• THE TASK: Can you copy the stretch from "I know the current" through "the way through." in the text on Ghana's urban water delivery word for word?

The arrangements which I have outlined, at least the sketch as I have tried to elaborate, would be worked on into fine details. I am aware that the Assemblies may not be in position to carry out this effort by themselves, but they can buy this expertise from the open market through competitive bidding. Bringing in the private sector into the water delivery system in this manner is a better way of assuaging the fear of the anti-privatization coalition of water in the country. Whether we like it or not there should be an element of the principle of open market competition that must drive our state enterprises to deliver, otherwise we would remain in an endless cycle of mediocrity and inefficiency to the detriment of all of us. This is the time to begin the discussion on how to clear the mess in the urban water delivery system devoid of emotive submissions which have failed to address the core issues that confront us a nation. It’s time to cut the GWCL to pieces and let the Assemblies take charge, so we can relate to them as institutions which are established to provide services. This approach would also reduce the illegal connection which has become the bane of the GWCL and has resulted in the loss of revenue to the company. The private operators, on behalf of the Assemblies would sign performance contracts every year and these contracts will be reviewed to determine whether they are being met or not.
If the government agrees to adopt this approach what it would mean in effect is that government institutions which owe huge sums of money to GWCL can no longer do so and must pay up their bills at the end every month. Some of the inefficiencies with the GWCL, apart from the water leakages in the pipes and illegal tappings have been the refusal of state institutions to pay their bills; ranging from schools, hospitals and clinics to barracks etc.
I know the current situation is dire but it’s not out of control. The current set up of the GWCL has outlived its relevance and usefulness. There is need for complete overhaul of the system and the time to begin is now. Even though the GWCL has been changed from a state corporation to a pseudo-limited liability company, its values and culture remain the same. In such an environment it is difficult to expect any drastic change and improvement in its service delivery. It’s a typical old wine in new bottle; it will taste the same.
Is the President ready to bite the bullet and make the tough calls? If he did and can communicate his vision very clearly regarding the urban water sub-sector, I can guarantee him that Ghanaians would support him all the way through.

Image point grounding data
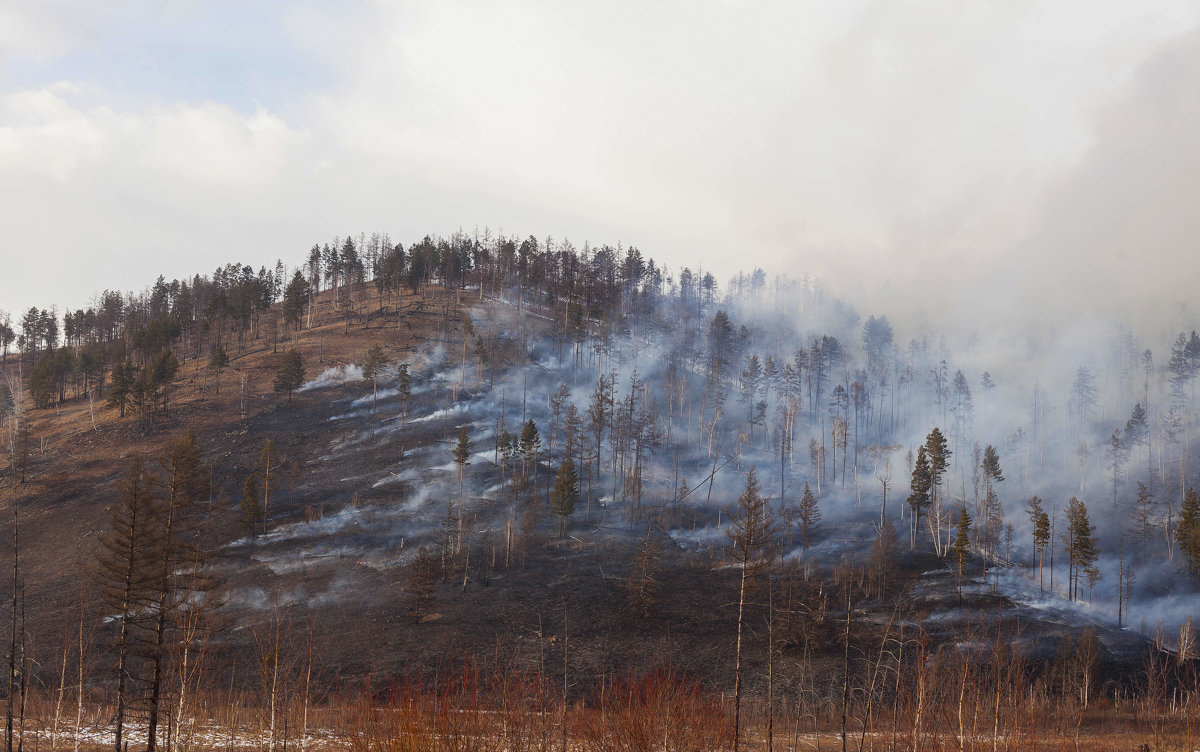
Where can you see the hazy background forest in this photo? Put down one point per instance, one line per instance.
(467, 415)
(857, 411)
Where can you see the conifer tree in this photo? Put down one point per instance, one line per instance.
(1141, 516)
(251, 510)
(461, 458)
(809, 513)
(1188, 530)
(919, 493)
(178, 555)
(961, 545)
(295, 298)
(291, 374)
(421, 584)
(405, 386)
(750, 537)
(642, 585)
(268, 461)
(565, 494)
(217, 362)
(1083, 547)
(373, 364)
(125, 573)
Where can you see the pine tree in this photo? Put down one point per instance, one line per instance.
(1143, 515)
(268, 461)
(642, 587)
(375, 362)
(1083, 547)
(461, 458)
(405, 386)
(809, 513)
(1188, 530)
(750, 537)
(565, 494)
(1041, 524)
(251, 510)
(178, 553)
(291, 374)
(961, 545)
(421, 584)
(919, 493)
(295, 298)
(217, 362)
(125, 573)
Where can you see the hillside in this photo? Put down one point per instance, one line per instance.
(382, 559)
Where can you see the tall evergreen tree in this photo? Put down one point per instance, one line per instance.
(919, 492)
(750, 539)
(291, 374)
(1188, 530)
(565, 494)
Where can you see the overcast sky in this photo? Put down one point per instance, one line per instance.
(1008, 160)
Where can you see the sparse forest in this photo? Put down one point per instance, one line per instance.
(507, 493)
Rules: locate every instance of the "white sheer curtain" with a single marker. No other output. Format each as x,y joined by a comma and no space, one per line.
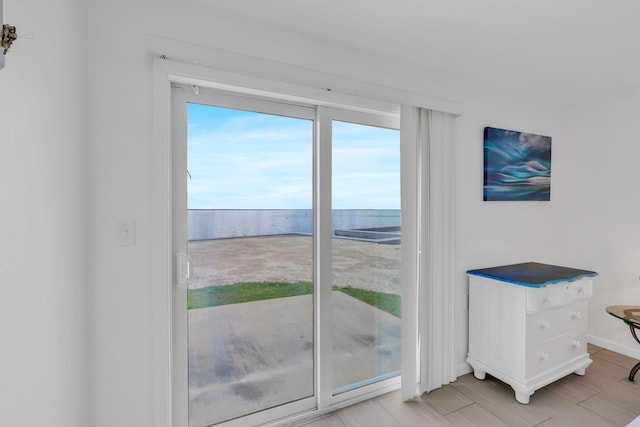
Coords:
427,160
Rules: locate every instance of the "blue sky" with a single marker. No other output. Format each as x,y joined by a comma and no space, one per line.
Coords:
245,160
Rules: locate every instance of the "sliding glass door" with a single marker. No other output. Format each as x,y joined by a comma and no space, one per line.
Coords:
286,229
365,254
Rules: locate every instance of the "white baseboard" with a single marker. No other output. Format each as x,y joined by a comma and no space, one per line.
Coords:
463,369
615,346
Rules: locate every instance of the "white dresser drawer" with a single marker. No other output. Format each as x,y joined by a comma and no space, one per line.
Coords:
558,295
542,325
553,352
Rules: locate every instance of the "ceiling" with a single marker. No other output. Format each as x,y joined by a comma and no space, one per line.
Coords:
565,50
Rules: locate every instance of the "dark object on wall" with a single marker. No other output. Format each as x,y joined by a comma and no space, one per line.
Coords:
517,166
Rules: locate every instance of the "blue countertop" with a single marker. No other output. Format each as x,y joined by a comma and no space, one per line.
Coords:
532,274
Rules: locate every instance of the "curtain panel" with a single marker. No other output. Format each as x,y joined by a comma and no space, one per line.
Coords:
427,158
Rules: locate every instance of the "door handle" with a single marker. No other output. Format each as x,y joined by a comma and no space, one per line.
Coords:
184,269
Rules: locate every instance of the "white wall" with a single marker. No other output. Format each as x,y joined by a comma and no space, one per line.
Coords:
607,201
120,171
43,287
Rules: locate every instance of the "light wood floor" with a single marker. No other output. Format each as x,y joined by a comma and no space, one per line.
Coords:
603,397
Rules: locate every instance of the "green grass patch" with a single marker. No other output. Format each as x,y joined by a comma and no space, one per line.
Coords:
244,292
385,302
256,291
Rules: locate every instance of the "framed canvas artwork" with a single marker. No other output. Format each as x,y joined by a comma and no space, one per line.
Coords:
517,166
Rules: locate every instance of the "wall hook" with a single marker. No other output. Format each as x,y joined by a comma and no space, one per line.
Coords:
9,35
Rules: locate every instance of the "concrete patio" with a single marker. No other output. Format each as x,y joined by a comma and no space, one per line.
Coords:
256,355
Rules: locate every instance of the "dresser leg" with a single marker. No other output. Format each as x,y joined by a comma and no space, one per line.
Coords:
479,374
522,397
633,372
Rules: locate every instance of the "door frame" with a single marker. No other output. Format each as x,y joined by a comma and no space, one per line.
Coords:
162,264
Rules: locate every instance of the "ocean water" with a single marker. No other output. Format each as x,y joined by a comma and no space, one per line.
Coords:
207,224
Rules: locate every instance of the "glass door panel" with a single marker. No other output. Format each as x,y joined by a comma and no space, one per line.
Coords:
365,254
250,241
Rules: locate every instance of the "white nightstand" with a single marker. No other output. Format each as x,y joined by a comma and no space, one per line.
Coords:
527,324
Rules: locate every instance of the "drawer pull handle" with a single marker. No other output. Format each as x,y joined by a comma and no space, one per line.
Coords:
545,324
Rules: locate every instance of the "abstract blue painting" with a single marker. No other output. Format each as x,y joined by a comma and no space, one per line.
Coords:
517,166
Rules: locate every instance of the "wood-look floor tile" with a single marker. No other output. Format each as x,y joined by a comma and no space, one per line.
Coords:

• WRITTEN REPLY:
I know the current situation is dire but it’s not out of control. The current set up of the GWCL has outlived its relevance and usefulness. There is need for complete overhaul of the system and the time to begin is now. Even though the GWCL has been changed from a state corporation to a pseudo-limited liability company, its values and culture remain the same. In such an environment it is difficult to expect any drastic change and improvement in its service delivery. It’s a typical old wine in new bottle; it will taste the same.
Is the President ready to bite the bullet and make the tough calls? If he did and can communicate his vision very clearly regarding the urban water sub-sector, I can guarantee him that Ghanaians would support him all the way through.